-- Selected text follows --

Judge concluded that it is a civil and commercial matter. The damage occurred in Canada. The law would normally apply.
A4.1 invoked, both parties were resident in England.
Argument that A4.3 should be invoked, NOT successful.
Judge referred to the ‘high hurdle’ of A4.3.
Clear connections with the law of Alberta. Considerations of breach of duty would necessitate that they investigate what happened at the locus. The contract between the MOD and the independent company was governed by Alberta law. But a CLOSER connection to English law. Weighing the connections is not required for A4.1, but when you bring in A4.3, it is required. Employment relation between MOD and Rai was governed by English law. MOD had undertaken to provide a level of care compatible with English standard. MOD must have known that the long-term implications would have been felt in England, where the soldiers are recruited from.
Not MANIFESTLY more connected with the law of Alberta.
What does Silverman v Ryanair DAC [2021] tell us about the application of article 4?
Claimant travelling from England to Berlin. Walking down the stairs from the terminal to embark on the plain, he suffered an injury. Brought a claim.
What law applied to his claim? He was in England when the accident happened, England law is the law under 4.1.
Wanted to show that it was more closely connected with Irish law… higher damages.
Ryanair argued English law was more applicable.
Held in favour of Irish law.
Para 73.
The existence of a choice of law clause connecting to the airline’s domicile, satisfies A4.3. Under the contract with Ryanair, there is a choie of Irish law under the contract. Can’t automatically apply to the delict. But the fact that it was the defendant’s domicile, and the law governing the contract.
More closely connected to Irish law.
What does Pickard v Marshall [Motor Insurers’ Bureau] [2017] tell us about the application of article 4?
Judge also refers to the high hurdle of A4.3.
Consistent with Rai.
What were the facts of Owen v Galgey [2020]?
Self-employed builder, domiciled in England.
Sued 5 parties for an injury in France.
Galgeys were acquaintance of Owen, neighbours in England, who had a villa in France. They had previously employed him to build in France for them.

-- Selected text concluded --

• [Check your understanding]:
1. According to the case notes, which law governed the contract between the MOD and the independent company?
2. Transcribe the case notes verbatim, starting at the words "The existence of" and stopping after the words "[2017] tell us about the application of article 4?".

-- Dataset entries follows --

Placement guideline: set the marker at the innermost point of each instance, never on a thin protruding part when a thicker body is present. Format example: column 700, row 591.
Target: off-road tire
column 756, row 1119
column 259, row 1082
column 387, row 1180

-- Dataset entries concluded --

• [Responses to the exercise]:
1. Alberta law.

2.
The existence of a choice of law clause connecting to the airline’s domicile, satisfies A4.3. Under the contract with Ryanair, there is a choie of Irish law under the contract. Can’t automatically apply to the delict. But the fact that it was the defendant’s domicile, and the law governing the contract.
More closely connected to Irish law.
What does Pickard v Marshall [Motor Insurers’ Bureau] [2017] tell us about the application of article 4?